• Entries in a dataset
= = = =
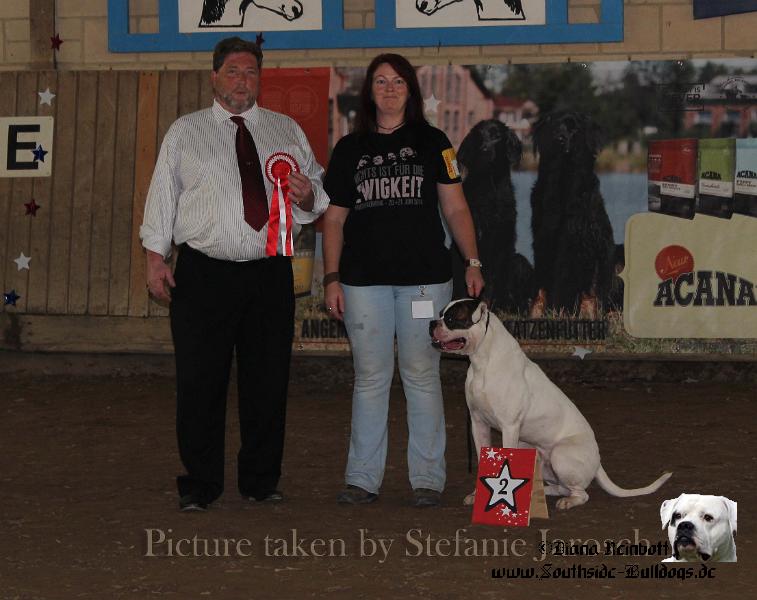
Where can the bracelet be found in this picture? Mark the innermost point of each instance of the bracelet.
(330, 278)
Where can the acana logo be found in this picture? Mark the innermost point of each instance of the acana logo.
(706, 288)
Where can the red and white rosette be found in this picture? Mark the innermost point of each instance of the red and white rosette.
(277, 168)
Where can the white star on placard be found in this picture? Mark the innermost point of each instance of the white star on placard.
(580, 351)
(46, 97)
(503, 488)
(431, 104)
(22, 261)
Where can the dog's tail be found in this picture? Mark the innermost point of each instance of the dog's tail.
(604, 481)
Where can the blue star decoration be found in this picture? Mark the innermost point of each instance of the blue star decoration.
(503, 488)
(10, 298)
(39, 153)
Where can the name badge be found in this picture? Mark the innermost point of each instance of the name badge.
(422, 307)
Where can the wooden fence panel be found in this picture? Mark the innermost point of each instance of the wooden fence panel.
(102, 197)
(147, 122)
(81, 222)
(62, 200)
(123, 193)
(40, 224)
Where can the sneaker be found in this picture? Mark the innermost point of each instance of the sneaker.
(191, 503)
(270, 497)
(425, 498)
(353, 494)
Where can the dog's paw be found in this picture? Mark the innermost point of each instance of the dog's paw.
(567, 502)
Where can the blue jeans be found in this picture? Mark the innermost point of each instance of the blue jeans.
(373, 315)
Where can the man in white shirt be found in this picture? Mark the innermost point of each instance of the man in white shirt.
(232, 291)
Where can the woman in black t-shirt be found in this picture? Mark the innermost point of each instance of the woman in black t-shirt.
(388, 271)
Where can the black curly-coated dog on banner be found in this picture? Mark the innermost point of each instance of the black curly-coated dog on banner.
(573, 241)
(485, 156)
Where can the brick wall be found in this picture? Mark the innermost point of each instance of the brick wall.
(654, 29)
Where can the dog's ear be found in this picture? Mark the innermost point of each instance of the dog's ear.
(666, 511)
(514, 148)
(731, 507)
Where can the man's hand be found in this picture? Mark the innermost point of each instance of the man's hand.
(301, 191)
(159, 277)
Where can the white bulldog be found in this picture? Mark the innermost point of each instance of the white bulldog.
(700, 528)
(505, 390)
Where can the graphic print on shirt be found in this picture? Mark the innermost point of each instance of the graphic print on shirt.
(389, 180)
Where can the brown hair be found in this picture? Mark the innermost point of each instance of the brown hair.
(365, 121)
(235, 44)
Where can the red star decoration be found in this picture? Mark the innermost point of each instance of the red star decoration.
(31, 208)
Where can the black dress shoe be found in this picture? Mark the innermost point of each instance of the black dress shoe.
(271, 497)
(191, 503)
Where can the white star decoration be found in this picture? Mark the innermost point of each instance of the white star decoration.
(46, 97)
(503, 488)
(22, 261)
(580, 352)
(431, 104)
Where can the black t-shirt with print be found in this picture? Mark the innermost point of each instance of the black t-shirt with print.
(393, 234)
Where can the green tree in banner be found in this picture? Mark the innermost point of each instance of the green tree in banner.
(554, 87)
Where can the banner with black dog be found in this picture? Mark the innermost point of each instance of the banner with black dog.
(556, 160)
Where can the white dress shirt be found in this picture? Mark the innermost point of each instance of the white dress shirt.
(195, 195)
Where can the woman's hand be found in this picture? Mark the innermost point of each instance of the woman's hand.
(474, 281)
(333, 296)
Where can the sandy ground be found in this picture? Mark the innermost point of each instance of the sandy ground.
(89, 508)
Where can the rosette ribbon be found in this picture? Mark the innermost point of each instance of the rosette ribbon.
(277, 169)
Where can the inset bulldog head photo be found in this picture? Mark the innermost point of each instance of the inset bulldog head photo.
(701, 528)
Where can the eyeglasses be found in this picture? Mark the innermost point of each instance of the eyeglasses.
(382, 82)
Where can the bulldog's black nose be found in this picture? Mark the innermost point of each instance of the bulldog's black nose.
(685, 527)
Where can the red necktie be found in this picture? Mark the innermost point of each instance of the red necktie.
(253, 189)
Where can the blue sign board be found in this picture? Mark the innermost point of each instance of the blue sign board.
(396, 24)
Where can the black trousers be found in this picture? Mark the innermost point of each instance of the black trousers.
(219, 308)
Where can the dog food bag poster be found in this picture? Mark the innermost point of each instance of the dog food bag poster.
(745, 201)
(503, 487)
(672, 166)
(690, 279)
(717, 158)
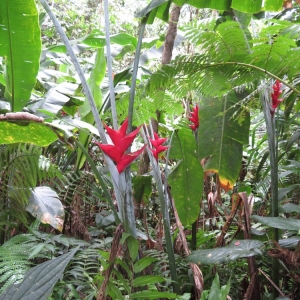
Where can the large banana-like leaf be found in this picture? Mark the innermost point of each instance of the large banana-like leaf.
(224, 128)
(20, 45)
(186, 180)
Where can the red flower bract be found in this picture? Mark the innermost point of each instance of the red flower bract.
(275, 95)
(194, 118)
(121, 143)
(157, 145)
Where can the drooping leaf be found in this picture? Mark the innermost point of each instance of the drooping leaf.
(56, 98)
(143, 263)
(26, 132)
(45, 205)
(40, 280)
(20, 44)
(237, 249)
(290, 243)
(186, 179)
(247, 6)
(148, 279)
(289, 208)
(278, 222)
(223, 130)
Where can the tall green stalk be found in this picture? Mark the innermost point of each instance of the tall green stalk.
(166, 220)
(270, 126)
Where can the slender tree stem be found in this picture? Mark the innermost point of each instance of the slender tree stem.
(109, 67)
(134, 72)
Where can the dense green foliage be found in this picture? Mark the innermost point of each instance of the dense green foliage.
(74, 225)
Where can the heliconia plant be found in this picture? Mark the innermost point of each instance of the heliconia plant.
(275, 96)
(121, 142)
(194, 118)
(157, 145)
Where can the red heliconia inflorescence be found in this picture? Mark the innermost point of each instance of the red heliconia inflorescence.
(157, 145)
(194, 118)
(121, 143)
(275, 96)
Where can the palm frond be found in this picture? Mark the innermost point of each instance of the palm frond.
(225, 59)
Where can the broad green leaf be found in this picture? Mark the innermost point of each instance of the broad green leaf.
(224, 128)
(237, 249)
(26, 132)
(147, 279)
(283, 191)
(214, 4)
(215, 291)
(20, 45)
(97, 39)
(152, 6)
(247, 6)
(152, 295)
(114, 291)
(186, 179)
(143, 263)
(46, 207)
(278, 222)
(57, 97)
(273, 5)
(142, 188)
(289, 208)
(96, 77)
(40, 280)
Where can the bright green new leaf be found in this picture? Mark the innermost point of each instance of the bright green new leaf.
(45, 205)
(186, 179)
(222, 136)
(26, 132)
(20, 45)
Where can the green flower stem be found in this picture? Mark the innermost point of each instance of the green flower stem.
(100, 179)
(166, 219)
(270, 126)
(134, 72)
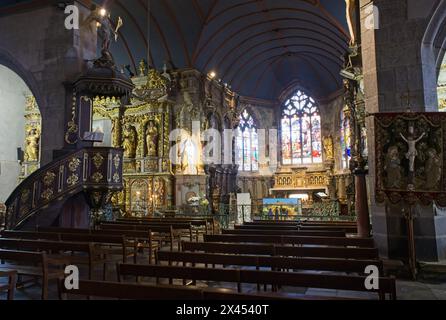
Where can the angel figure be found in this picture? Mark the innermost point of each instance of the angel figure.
(412, 145)
(350, 14)
(105, 27)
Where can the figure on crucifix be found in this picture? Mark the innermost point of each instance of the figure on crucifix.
(106, 30)
(412, 148)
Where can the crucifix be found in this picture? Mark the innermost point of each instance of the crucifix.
(407, 97)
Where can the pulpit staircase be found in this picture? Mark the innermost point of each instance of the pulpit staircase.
(92, 175)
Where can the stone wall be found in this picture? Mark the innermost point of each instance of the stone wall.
(13, 93)
(40, 50)
(393, 64)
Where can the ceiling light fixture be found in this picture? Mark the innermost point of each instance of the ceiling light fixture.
(212, 74)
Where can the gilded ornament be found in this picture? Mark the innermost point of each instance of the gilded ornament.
(48, 180)
(117, 161)
(74, 164)
(97, 177)
(47, 194)
(72, 180)
(98, 160)
(25, 196)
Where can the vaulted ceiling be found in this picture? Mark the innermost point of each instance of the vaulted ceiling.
(258, 47)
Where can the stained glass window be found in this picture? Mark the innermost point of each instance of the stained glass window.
(301, 131)
(345, 140)
(247, 144)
= = = =
• TASK DIRECTIONS
Rewrite every line from the one with "Where can the vaulted" through the end of the entries, requests included, and add -38 to each coordinate in the answers while leaving the requests unchanged.

• EXPECTED ANSWER
Where can the vaulted ceiling be found in this picture? Mark the innermost point of each instance of the vaulted ceiling.
(220, 9)
Where can the stained glass window be found in this picture? Mark the innermost point of each instance of the stained glass window.
(263, 93)
(307, 102)
(209, 106)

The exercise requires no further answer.